═══ Extrait source
On voit à travers cet exemple qu'on augmente la clarté et l'alignement, parce que tout le monde sait exactement quels sont les objectifs, ce qu'il doit faire pour les atteindre. Il y a un côté motivant parce qu'on est sur des objectifs qui sont souvent ambitieux et motivants en termes de challenge, et qui donnent à chacun finalement une raison de se dépasser. Il y a aussi cette transparence puisque le gros avantage, c'est qu'on peut mesurer nos progrès. Les progrès sont suivis, sont partagés, ce qui encourage la collaboration, la responsabilisation. Ça évite tous les inconvénients que peuvent avoir des objectifs implicites.

Donc, si je résume à ma façon les choses et après, je te laisse compléter, c'est que les OKRs aident à transformer des grands objectifs en actions concrètes et mesurables, ça rend les progrès tangibles et ça facilite finalement la coordination, l'implication, la motivation de toutes les équipes. Mais ça, finalement, ce n'est que la partie émergée de la méthode si j'ai bien compris en lisant ton livre notamment. Donc je te laisse compléter cet exemple et ma vision des choses.

Laurent Morisseau : Oui c'est un bon exemple. Et tu as bien résumé ce que ça peut apporter. Je vais compléter.

Le premier point sur lequel je vais compléter, c'est que, effectivement, les résultats clés, c'est le critère de succès de l'atteinte d'un objectif, ça réponds à la question "Comment je sais qu'on a réussi ?", mais c'est aussi une manière de mesurer la progression vers cet objectif en cours de route. Et ça, c'est très important parce que finalement, pour atteindre notre objectif, en général, on a un plan. On a des idées pour y arriver, des solutions, mais ces meilleures idées qu'on a au démarrage et on peut se rendre compte en cours de route que c'est pas forcément les meilleures idées. Donc, ça ne nous fait pas progresser vers l'objectif tel qu'on le pensait, et donc il faut être en capacité de changer notre plan en cours de route. Par conséquent, les résultats clés doivent nous aider à prendre des décisions. En fait, les OKRs, c'est un outil pour prendre des décisions. Et ça, c'est assez important, parce que ça signifie qu'un OKR n'est pas porteur de la solution et on l'a bien vu dans ton exemple. On ne sait pas comment on va y arriver, on sait où on doit être à la fin, mais pas comment on va y aller. Ça laisse toute la liberté pour décider du plan d'action et d'ajuster ce plan d'action en cours de route. Et pour revenir sur l'agilité, en fait, ça vient renforcer l'agilité qu'on a déjà pu mettre en place dans les organisations et au niveau des équipes. C'est le premier point.
══════
[À faire]
1. D'après l'extrait sur les OKR, à quelle question les résultats clés répondent-ils ?
2. Poursuivez l'extrait sur les OKR à partir de sa dernière phrase.
═══ Jeu de données
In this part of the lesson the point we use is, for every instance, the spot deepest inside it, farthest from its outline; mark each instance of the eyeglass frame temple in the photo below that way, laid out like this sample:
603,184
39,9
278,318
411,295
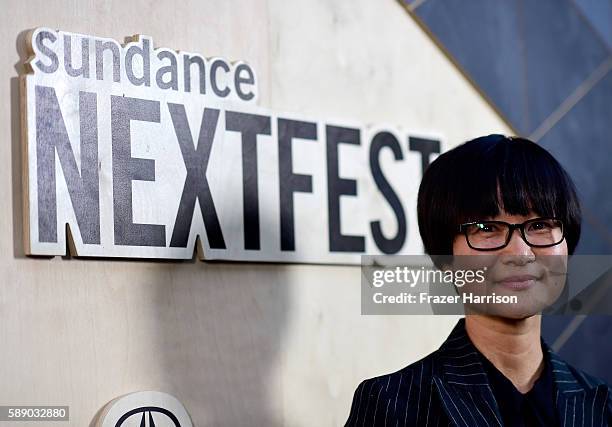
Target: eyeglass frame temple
520,226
══════
[Résultats des tâches]
1. Ils répondent à la question « Comment je sais qu'on a réussi ? ».

2.
Et après tu mentionnais le fait que ça rend actionnables nos objectifs. Là, on voit bien avec cet exemple que si je suis membre d'une équipe, quelle qu'elle soit, des objectifs financiers, de satisfaction client, etc, c'est un petit peu loin de moi. Si on me demande comment contribuer à cet objectif, qu'est-ce que je vais faire, comment je pourrais y arriver, c'est un petit peu difficile, il y a beaucoup de distance. Et donc, on comprend bien que les objectifs stratégiques, puisque ton exemple est celui d'un OKR stratégique, ce n'est pas suffisant. Il faut des objectifs tactiques plus proches avec un horizon de temps court, une portée moins grande pour que je puisse comprendre ce qu'on attend de moi et proposer des choses. Donc typiquement, avec un objectif plus orienté sur un produit, ou un service. Et là, je vais savoir contribuer.

Résultats Concrets Observés avec les OKR

Florent Lothon : Parmi les entreprises que tu as pu observer ou accompagner, qui utilisent la méthode OKR ou les OKRs indépendamment de la méthode peut-être, c'est quoi les résultats concrets que tu as pu observer de ta fenêtre ?

Laurent Morisseau : Alors, il y en a plusieurs. Je dirais le premier, c'est de passer d'un pilotage par les livrables à un pilotage par les impacts ou les résultats. Classiquement, la stratégie, elle est dans la tête de quelqu'un, peut-être partagée au niveau d'un comité de direction, peut-être sous forme de diapositives Power-Point, souvent ce n'est pas vraiment une stratégie, c'est plus une vision, des ambitions, mais peu importe. Et surtout, ça va se traduire par une roadmap de projets. Et c’est plutôt ça qu’on va communiquer, piloter et vérifier qu’on l’atteint. Donc, c'est un pilotage par les livrables. Mais on se pose rarement - ou moins - la question de : finalement, le fait de réaliser tous ces projets, est-ce que ça porte ses fruits ?

Et là, il faut basculer sur le pilotage par les impacts. Est-ce que les OKRs nous aident à maximiser l’impact de la stratégie ? Difficile à dire parce qu’il faudrait évidemment avoir une approche comparative. Ce qui est sûr, ce que je remarque très concrètement, c’est qu’on est beaucoup plus focus. Et ça, ça se traduit par le fait que quand on commence, on a du mal à se concentrer sur un nombre limité de'OKR, peut-être dix, vingt, peut-être un peu moins. Et puis, plus les cycles avancent, plus on avance dans notre compréhension et prise en main des OKRs, plus on est focus et moins on en a. Donc, une bonne pratique, c’est déjà de limiter le nombre d’OKRs.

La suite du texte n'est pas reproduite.